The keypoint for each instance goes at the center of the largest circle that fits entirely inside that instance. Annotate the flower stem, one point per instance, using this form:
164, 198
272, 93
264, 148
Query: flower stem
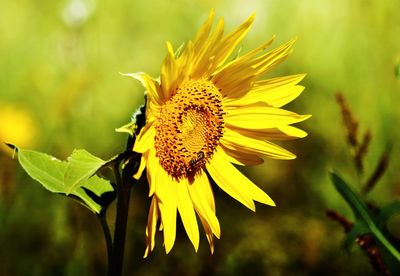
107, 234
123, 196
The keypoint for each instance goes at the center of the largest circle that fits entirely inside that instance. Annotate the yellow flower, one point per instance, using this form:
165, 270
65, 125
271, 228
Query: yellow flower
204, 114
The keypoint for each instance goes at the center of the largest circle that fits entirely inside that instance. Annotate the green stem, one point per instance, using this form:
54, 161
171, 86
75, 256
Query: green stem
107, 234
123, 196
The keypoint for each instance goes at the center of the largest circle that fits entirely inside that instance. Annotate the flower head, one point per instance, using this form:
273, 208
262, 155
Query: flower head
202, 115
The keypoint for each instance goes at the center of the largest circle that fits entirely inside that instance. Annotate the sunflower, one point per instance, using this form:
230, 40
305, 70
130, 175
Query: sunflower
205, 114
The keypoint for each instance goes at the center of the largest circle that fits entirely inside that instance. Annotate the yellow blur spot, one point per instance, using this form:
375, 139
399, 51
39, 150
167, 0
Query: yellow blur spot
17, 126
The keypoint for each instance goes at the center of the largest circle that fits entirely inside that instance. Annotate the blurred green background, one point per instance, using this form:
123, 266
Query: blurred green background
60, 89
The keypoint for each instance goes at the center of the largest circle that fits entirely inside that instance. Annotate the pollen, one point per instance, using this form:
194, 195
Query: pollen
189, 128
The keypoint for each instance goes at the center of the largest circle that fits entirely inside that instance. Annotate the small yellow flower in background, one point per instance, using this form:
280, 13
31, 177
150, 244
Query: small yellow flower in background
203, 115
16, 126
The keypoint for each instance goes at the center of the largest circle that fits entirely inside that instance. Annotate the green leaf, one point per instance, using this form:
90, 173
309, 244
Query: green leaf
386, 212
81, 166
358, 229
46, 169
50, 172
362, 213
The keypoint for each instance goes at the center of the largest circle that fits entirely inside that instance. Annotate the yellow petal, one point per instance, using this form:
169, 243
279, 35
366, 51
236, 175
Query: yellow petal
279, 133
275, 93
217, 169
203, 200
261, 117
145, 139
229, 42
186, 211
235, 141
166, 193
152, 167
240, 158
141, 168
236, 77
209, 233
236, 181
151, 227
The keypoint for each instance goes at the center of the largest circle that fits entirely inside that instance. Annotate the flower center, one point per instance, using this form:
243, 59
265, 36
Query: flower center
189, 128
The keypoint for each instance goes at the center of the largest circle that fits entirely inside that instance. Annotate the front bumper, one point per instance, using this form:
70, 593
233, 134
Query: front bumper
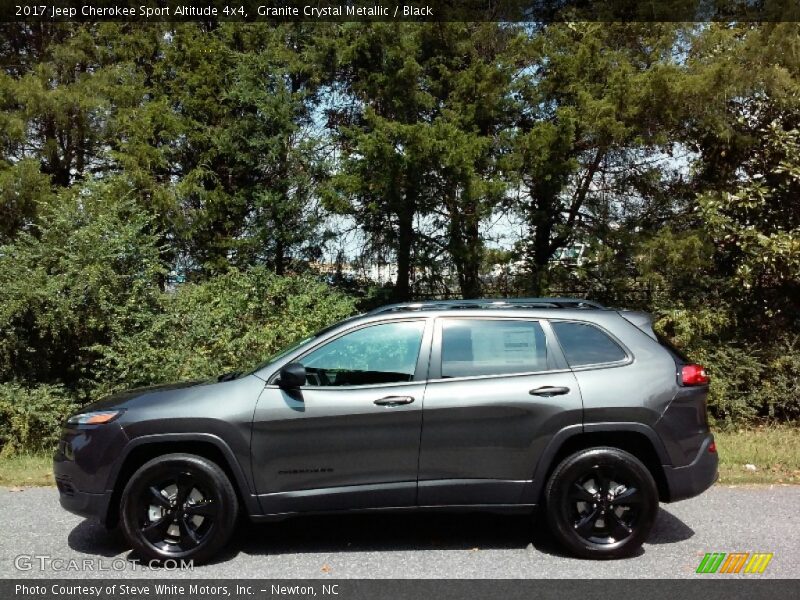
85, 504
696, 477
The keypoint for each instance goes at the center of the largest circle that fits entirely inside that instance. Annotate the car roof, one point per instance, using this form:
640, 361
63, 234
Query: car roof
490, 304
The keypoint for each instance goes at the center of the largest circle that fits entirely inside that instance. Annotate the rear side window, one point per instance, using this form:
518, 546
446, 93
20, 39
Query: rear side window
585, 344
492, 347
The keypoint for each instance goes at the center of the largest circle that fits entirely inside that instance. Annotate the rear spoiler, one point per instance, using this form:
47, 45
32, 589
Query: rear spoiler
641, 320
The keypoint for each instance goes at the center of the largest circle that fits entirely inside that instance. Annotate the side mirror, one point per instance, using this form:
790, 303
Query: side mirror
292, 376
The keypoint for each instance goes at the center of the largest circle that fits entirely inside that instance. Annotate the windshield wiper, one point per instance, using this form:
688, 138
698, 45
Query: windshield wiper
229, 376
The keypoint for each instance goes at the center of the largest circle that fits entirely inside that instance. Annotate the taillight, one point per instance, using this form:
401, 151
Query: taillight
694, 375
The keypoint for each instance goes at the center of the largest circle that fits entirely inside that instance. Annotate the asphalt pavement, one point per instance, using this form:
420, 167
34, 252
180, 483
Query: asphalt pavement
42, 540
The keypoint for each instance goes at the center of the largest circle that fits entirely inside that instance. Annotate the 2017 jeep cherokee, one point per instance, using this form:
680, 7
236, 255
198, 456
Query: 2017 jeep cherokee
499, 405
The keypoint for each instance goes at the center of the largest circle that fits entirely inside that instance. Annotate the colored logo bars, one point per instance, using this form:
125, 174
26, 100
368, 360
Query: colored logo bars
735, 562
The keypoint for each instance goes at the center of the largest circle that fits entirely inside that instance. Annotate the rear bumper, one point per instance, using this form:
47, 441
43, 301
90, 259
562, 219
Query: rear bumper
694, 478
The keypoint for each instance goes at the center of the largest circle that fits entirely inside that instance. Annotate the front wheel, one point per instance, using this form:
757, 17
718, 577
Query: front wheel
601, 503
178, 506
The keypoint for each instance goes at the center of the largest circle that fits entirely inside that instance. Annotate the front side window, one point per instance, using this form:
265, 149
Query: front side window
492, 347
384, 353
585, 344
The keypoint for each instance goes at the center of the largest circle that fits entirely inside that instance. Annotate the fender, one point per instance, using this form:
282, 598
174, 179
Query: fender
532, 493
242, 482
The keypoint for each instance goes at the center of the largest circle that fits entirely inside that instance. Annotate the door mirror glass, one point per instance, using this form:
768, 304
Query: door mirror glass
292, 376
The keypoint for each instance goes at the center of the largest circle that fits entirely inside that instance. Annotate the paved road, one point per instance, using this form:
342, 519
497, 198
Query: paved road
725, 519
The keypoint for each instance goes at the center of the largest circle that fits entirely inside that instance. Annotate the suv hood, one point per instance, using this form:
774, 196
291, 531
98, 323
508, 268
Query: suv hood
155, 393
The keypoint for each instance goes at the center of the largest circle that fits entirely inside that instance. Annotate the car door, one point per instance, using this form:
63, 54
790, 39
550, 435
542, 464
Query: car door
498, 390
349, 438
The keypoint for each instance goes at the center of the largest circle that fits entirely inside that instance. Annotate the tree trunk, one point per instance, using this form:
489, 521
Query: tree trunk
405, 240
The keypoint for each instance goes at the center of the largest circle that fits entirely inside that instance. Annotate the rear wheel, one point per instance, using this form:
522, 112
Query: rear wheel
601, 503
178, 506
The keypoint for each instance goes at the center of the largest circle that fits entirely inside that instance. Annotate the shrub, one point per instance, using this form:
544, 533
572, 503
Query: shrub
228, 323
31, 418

______

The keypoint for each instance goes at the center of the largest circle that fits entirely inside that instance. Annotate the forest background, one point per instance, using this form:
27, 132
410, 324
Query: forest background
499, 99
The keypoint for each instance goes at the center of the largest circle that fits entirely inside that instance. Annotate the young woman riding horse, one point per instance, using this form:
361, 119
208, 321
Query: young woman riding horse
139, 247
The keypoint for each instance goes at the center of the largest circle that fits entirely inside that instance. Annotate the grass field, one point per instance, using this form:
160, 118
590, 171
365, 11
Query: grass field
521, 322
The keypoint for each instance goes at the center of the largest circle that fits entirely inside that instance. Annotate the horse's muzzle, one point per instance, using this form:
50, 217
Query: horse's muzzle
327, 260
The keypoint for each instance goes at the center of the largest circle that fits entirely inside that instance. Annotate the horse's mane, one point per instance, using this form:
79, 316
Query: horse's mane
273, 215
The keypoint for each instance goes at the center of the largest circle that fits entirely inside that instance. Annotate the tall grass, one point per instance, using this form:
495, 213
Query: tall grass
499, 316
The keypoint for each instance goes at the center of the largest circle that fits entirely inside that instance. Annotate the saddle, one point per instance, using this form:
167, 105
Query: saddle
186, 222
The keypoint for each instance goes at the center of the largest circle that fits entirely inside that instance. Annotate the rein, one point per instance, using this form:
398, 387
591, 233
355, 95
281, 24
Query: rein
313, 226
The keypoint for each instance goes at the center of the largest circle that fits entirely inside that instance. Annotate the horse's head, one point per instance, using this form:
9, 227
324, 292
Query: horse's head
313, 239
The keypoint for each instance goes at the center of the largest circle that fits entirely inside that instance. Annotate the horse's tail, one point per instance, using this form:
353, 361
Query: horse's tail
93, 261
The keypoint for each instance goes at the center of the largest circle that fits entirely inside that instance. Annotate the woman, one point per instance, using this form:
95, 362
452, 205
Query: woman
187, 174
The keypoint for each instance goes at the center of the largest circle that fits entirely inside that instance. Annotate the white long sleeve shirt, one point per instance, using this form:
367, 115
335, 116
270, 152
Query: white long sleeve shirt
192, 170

______

### WRITTEN REQUEST
List every line in the rows above that contains the word "windshield", matching case exactly.

### SOLVED PROBLEM
The keypoint for each instance goes at the center of the largest circle that fits entirely inside that instance. Annotate the windshield wiper, one point per instance, using this form:
Query: windshield wiper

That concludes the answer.